• YOUR TASK: Each line of the data below must be given again exactly as written.

• EXTRACTED DATA:
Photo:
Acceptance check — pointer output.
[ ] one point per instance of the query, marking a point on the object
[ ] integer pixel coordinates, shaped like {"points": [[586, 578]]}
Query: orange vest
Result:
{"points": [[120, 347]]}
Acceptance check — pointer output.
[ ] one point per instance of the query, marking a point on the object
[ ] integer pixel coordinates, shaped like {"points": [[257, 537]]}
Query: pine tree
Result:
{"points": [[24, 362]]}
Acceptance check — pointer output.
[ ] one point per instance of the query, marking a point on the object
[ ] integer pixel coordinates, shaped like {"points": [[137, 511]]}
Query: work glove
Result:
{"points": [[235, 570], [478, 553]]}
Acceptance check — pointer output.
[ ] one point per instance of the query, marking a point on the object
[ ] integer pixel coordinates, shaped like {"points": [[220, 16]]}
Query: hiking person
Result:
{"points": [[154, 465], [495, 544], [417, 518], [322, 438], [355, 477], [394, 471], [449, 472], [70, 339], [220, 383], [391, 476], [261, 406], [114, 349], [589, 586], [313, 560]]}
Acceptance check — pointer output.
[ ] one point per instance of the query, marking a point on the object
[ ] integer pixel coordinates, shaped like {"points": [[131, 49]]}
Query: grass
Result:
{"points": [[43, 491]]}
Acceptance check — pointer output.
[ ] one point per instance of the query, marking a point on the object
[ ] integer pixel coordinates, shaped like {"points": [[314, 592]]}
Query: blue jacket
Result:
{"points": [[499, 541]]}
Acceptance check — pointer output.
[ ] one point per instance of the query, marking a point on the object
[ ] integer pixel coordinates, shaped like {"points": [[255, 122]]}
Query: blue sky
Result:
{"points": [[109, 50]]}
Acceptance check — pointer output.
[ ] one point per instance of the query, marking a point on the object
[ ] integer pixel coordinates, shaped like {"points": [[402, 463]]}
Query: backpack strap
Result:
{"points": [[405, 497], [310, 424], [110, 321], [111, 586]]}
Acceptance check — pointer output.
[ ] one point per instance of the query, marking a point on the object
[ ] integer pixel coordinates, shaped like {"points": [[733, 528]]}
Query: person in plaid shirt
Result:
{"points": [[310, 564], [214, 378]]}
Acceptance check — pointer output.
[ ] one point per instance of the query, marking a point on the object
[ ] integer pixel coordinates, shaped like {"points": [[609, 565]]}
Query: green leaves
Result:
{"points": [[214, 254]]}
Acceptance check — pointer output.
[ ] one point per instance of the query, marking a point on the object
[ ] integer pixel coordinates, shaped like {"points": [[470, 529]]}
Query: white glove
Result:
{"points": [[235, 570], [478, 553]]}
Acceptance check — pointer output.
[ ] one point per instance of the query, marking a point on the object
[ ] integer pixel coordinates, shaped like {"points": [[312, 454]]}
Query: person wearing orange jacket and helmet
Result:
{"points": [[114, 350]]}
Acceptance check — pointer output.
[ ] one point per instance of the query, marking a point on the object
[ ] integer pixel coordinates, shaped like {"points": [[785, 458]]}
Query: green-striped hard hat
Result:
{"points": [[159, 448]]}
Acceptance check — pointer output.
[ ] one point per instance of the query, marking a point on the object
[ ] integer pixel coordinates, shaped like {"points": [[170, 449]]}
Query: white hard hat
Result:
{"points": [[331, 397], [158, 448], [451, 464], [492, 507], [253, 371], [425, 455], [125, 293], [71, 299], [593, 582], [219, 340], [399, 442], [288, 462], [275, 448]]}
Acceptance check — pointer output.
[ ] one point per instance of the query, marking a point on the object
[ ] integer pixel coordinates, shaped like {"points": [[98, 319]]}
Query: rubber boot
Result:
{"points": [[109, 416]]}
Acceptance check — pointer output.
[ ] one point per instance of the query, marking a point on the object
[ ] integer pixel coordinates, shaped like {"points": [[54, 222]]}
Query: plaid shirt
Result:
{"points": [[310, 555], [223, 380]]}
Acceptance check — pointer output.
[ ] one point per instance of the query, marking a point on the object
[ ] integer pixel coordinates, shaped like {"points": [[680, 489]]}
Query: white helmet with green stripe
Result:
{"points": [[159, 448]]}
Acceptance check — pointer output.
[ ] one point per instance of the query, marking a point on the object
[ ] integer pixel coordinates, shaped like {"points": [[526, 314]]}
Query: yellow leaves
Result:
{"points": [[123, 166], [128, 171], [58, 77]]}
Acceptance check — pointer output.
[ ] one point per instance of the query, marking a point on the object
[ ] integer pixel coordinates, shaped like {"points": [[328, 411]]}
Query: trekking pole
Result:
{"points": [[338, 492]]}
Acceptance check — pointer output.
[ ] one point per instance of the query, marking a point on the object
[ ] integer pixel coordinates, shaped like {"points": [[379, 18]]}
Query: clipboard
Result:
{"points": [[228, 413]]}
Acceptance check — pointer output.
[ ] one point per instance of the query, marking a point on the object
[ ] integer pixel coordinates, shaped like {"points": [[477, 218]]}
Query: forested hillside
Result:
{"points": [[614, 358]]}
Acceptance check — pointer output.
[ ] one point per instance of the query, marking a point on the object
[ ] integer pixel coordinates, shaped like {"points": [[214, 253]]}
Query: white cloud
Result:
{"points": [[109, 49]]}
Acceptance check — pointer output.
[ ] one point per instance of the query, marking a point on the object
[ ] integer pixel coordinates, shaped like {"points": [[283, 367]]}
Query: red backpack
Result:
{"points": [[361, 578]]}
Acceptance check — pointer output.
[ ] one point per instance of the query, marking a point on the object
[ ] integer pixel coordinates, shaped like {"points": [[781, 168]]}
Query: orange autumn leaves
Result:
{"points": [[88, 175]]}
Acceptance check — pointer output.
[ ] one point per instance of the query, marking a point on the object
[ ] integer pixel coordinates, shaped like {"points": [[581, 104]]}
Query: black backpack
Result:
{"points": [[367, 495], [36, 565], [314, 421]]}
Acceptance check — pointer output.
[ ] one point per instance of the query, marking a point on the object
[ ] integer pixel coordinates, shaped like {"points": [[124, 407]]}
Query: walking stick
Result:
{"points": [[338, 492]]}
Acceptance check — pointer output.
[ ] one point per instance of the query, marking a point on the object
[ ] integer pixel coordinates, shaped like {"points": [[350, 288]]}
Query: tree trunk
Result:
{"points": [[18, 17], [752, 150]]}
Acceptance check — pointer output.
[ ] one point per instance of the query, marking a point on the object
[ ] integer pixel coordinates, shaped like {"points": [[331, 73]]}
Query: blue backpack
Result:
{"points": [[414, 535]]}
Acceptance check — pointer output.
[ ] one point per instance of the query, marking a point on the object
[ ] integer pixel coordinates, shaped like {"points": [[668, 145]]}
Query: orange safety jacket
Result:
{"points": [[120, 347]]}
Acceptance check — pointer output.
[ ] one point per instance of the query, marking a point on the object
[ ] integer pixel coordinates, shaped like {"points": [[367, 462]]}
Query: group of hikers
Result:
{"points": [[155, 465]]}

• TASK SOLUTION:
Photo:
Acceptance check — pointer output.
[ ] one point per instance of the query, marking a point on the object
[ ] integer pixel coordinates, shaped like {"points": [[586, 578]]}
Query: orange vest
Result:
{"points": [[120, 347]]}
Acceptance check — pointer output.
[ ] one point per instance of the query, marking a point on the object
[ ] integer pixel coordinates, shaped like {"points": [[257, 537]]}
Query: pine tree
Result:
{"points": [[24, 362]]}
Acceptance check — pointer output.
[ ] one point per instance of the query, marking a point on the object
[ ] integer pixel coordinates, shaped like {"points": [[137, 511]]}
Query: work glove
Result:
{"points": [[235, 570], [478, 553]]}
Acceptance check — pointer output.
[ ] one point per instance of the query, marking a point on the object
[ ] integer pixel coordinates, shaped like {"points": [[220, 16]]}
Query: hiking person
Result:
{"points": [[154, 465], [495, 544], [417, 518], [322, 438], [355, 477], [394, 471], [449, 472], [70, 339], [220, 383], [391, 476], [261, 406], [114, 349], [589, 586], [313, 560]]}
Acceptance check — pointer output.
[ ] one point per instance of the query, marking a point on the object
[ ] integer pixel coordinates, shaped like {"points": [[131, 49]]}
Query: grass
Result:
{"points": [[43, 491]]}
Acceptance check — pointer output.
[ ] one point per instance of the query, marking a point on the object
[ ] integer pixel coordinates, shaped like {"points": [[314, 592]]}
Query: blue jacket
Result:
{"points": [[499, 541]]}
Acceptance check — pointer output.
[ ] one point per instance of the query, marking a point on the object
[ ] integer pixel coordinates, shaped like {"points": [[255, 122]]}
Query: blue sky
Result:
{"points": [[109, 50]]}
Acceptance check — pointer output.
[ ] one point per instance of the query, marking a point on the object
[ ] integer pixel coordinates, shaped like {"points": [[402, 463]]}
Query: backpack strap
Result:
{"points": [[405, 497], [310, 424], [110, 321], [111, 586]]}
Acceptance check — pointer output.
[ ] one point per instance of the query, marking a point on the object
[ ] integer pixel coordinates, shaped like {"points": [[733, 528]]}
Query: person in plaid shirt
Result:
{"points": [[310, 564], [214, 378]]}
Acceptance check — pointer output.
[ ] one point per instance of the query, marking a point on the object
[ ] integer pixel coordinates, shaped like {"points": [[609, 565]]}
Query: green leaves
Result:
{"points": [[214, 254]]}
Acceptance check — pointer output.
[ ] one point per instance of the query, marking a point on the object
[ ] integer pixel coordinates, shaped like {"points": [[470, 529]]}
Query: white glove
Result:
{"points": [[235, 570], [478, 553]]}
Acceptance check — pointer output.
[ ] one point per instance of the query, marking a point on the object
[ ] integer pixel coordinates, shaped like {"points": [[312, 454]]}
Query: person wearing orange jacket and helmet
Result:
{"points": [[114, 350]]}
Acceptance check — pointer output.
[ ] one point per instance of the query, marking a point on the object
[ ] integer pixel coordinates, shaped like {"points": [[785, 458]]}
Query: green-striped hard hat
Result:
{"points": [[159, 448]]}
Acceptance check — pointer output.
[ ] one point per instance of the query, marking a point on the object
[ ] integer pixel coordinates, shaped like {"points": [[170, 449]]}
Query: white hard hat
Result:
{"points": [[331, 397], [158, 448], [451, 464], [492, 507], [253, 371], [425, 455], [125, 293], [71, 299], [593, 582], [219, 340], [399, 442], [288, 462], [275, 448]]}
Acceptance check — pointer output.
[ ] one point per instance of the query, marking a point on the object
[ ] integer pixel coordinates, shaped like {"points": [[98, 319]]}
Query: rubber boot
Result:
{"points": [[109, 416]]}
Acceptance check — pointer output.
[ ] one point per instance of the query, marking a point on the object
[ ] integer pixel coordinates, shaped like {"points": [[54, 222]]}
Query: plaid shirt
Result:
{"points": [[310, 555], [223, 380]]}
Acceptance check — pointer output.
[ ] one point per instance of the query, marking a point on the object
[ ] integer pixel coordinates, shaped like {"points": [[680, 489]]}
Query: white helmet with green stripe
Result:
{"points": [[159, 448]]}
Acceptance check — pointer output.
[ ] one point per instance of the query, marking a point on the object
[ ] integer pixel coordinates, shaped like {"points": [[526, 314]]}
Query: yellow leaves
Result:
{"points": [[123, 166], [128, 171], [58, 77]]}
Acceptance check — pointer output.
[ ] one point per instance of the query, marking a point on the object
[ ] integer pixel coordinates, shaped like {"points": [[328, 411]]}
Query: trekking pole
Result:
{"points": [[338, 492]]}
Acceptance check — pointer output.
[ ] one point per instance of the query, marking a point on the object
[ ] integer pixel coordinates, shaped like {"points": [[379, 18]]}
Query: clipboard
Result:
{"points": [[228, 413]]}
Acceptance check — pointer output.
[ ] one point per instance of the query, marking a point on the object
[ ] integer pixel coordinates, shaped like {"points": [[477, 218]]}
Query: forested hillside
Result:
{"points": [[614, 358]]}
Acceptance check — pointer output.
[ ] one point per instance of the query, marking a point on the object
[ ] integer pixel coordinates, shaped like {"points": [[214, 253]]}
Query: white cloud
Result:
{"points": [[109, 49]]}
Acceptance check — pointer output.
[ ] one point per instance of the query, marking a point on the object
[ ] integer pixel coordinates, shaped like {"points": [[283, 367]]}
Query: red backpack
Result:
{"points": [[361, 578]]}
Acceptance check — pointer output.
[ ] one point per instance of the query, marking a point on the object
[ ] integer pixel coordinates, shaped like {"points": [[781, 168]]}
Query: orange autumn leaves
Result:
{"points": [[88, 175]]}
Acceptance check — pointer output.
[ ] one point per instance of the query, marking a point on the object
[ ] integer pixel coordinates, shaped like {"points": [[581, 104]]}
Query: black backpack
Result:
{"points": [[367, 495], [36, 565], [314, 421]]}
Acceptance check — pointer output.
[ ] one point per instance of the query, marking a point on the object
[ ] integer pixel coordinates, shaped like {"points": [[124, 407]]}
Query: walking stick
Result:
{"points": [[338, 492]]}
Acceptance check — pointer output.
[ ] one point per instance of the query, marking a point on the object
[ ] integer pixel coordinates, shaped like {"points": [[350, 288]]}
Query: tree trunk
Result:
{"points": [[18, 17], [752, 150]]}
Acceptance check — pointer output.
[ ] one point per instance of the query, marking a point on the object
[ ] integer pixel coordinates, shaped like {"points": [[331, 73]]}
Query: blue backpack
Result:
{"points": [[414, 535]]}
Acceptance check — pointer output.
[ ] one point per instance of the query, marking a point on the object
[ ] integer pixel coordinates, shaped like {"points": [[668, 145]]}
Query: orange safety jacket
Result:
{"points": [[120, 347]]}
Acceptance check — pointer output.
[ ] one point per instance of the query, marking a point on the object
[ ] integer pixel coordinates, shaped like {"points": [[367, 462]]}
Query: group of hikers
Result:
{"points": [[155, 465]]}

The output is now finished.